Photo-based point labeling data:
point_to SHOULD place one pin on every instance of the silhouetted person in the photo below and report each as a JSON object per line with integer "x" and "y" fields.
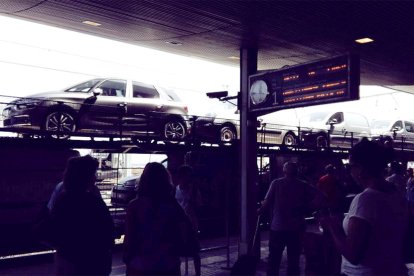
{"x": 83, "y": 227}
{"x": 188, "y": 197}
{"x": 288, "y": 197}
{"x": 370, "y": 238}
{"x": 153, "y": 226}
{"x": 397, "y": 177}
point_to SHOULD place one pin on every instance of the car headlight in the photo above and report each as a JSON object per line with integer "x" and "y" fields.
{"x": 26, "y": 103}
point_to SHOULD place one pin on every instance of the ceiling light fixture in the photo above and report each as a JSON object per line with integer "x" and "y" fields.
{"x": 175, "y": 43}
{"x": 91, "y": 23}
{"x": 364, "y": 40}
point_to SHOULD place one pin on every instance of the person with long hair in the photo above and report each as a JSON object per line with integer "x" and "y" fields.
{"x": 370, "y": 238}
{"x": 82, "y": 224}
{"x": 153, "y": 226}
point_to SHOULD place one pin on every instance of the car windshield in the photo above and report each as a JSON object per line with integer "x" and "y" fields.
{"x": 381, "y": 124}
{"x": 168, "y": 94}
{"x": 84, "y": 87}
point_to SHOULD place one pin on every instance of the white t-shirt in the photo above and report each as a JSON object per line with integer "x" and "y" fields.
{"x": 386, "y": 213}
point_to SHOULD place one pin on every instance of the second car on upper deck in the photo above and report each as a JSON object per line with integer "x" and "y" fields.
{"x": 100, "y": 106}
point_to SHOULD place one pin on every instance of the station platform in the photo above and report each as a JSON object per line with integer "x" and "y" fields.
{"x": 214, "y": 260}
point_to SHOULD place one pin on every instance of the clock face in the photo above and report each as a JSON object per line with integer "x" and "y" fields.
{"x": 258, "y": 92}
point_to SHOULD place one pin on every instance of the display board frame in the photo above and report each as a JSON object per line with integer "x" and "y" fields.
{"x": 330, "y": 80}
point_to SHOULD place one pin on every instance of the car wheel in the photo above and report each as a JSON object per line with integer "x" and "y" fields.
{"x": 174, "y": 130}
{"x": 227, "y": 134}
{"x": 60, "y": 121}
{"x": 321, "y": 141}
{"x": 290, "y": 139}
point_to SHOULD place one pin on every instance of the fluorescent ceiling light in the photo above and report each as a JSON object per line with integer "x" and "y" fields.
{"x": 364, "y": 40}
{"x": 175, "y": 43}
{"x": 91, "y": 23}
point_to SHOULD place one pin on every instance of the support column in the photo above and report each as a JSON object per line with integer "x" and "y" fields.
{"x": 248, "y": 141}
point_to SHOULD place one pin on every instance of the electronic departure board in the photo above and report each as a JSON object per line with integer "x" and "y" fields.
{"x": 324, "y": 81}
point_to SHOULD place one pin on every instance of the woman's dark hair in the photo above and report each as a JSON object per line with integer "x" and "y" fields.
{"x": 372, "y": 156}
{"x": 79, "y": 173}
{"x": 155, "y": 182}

- Task directions -
Print the complete listing exactly as it stands, without its pictures.

- Response to the exercise -
point_to SHOULD place one pin on every instance of the silhouetted person in the photo below and report each as a JSON object per line with integer "x" and "y" fields.
{"x": 83, "y": 227}
{"x": 188, "y": 197}
{"x": 288, "y": 197}
{"x": 370, "y": 238}
{"x": 153, "y": 226}
{"x": 397, "y": 177}
point_to SHOULD place one pin on every instance of the car headlight in the photo above and report each as a JSON object per line with integer "x" and "y" fields.
{"x": 26, "y": 103}
point_to SHOULD place one pin on every instance of the ceiling light fixture in the photo above and report each as a JSON object per line with integer "x" and "y" fields.
{"x": 175, "y": 43}
{"x": 91, "y": 23}
{"x": 364, "y": 40}
point_to SHOULD place one pin on every instance of the person with long hair in the photo above and report each as a JSON object per line with integer "x" and "y" fields.
{"x": 370, "y": 238}
{"x": 82, "y": 224}
{"x": 153, "y": 226}
point_to SHOULD place one pin on every instance of the car windshield in the photo above and report each as a JSON object per line with integer "x" and "y" fields.
{"x": 381, "y": 124}
{"x": 168, "y": 94}
{"x": 84, "y": 87}
point_to SHOULD place one pin on every instance of the white t-shirt in the photo above and report each as a JSON object per line with integer "x" and "y" fields.
{"x": 386, "y": 213}
point_to SHOULD place one pin on every instance of the second car on upper deck in the photo above and report each as a JSON object per line with integer "x" and "y" fields.
{"x": 100, "y": 106}
point_to SHOULD place one pin on every instance of the station platform in the photo above and report each as a JSON object per line with integer "x" and "y" fields.
{"x": 214, "y": 260}
point_to SHOULD place one pin on every instance of the clock face in the photo above and report each as a JSON object per line with integer "x" and "y" fields.
{"x": 258, "y": 92}
point_to SHOULD place one pin on every instance of the display board frame in the photo above and report each as a JSON object per line with integer "x" and "y" fields.
{"x": 330, "y": 80}
point_to SHOULD place one pin on every instance of the car wheel in the photo above and report each as a JSON object per line with integer "x" and "y" fields.
{"x": 174, "y": 130}
{"x": 227, "y": 134}
{"x": 60, "y": 121}
{"x": 321, "y": 141}
{"x": 290, "y": 139}
point_to SHOULD place one pin on every instance of the fluorescent ceiling light in the photo above and report each as a JSON object per line with integer "x" and "y" fields.
{"x": 364, "y": 40}
{"x": 175, "y": 43}
{"x": 91, "y": 23}
point_to SHOULD place one pin on every instance of the support column in the photo above and report each as a JSON object per line with integer "x" and "y" fields.
{"x": 248, "y": 141}
point_to SHOULD place one pin on every instance of the electronic departure board in the photo above and report each as a JSON object per line with integer "x" and "y" fields.
{"x": 324, "y": 81}
point_to SHOULD place one pin on every instance of the woman's dark hair in the photo above and report each as a JSON object per line with integer "x" and "y" fields.
{"x": 372, "y": 156}
{"x": 79, "y": 173}
{"x": 155, "y": 182}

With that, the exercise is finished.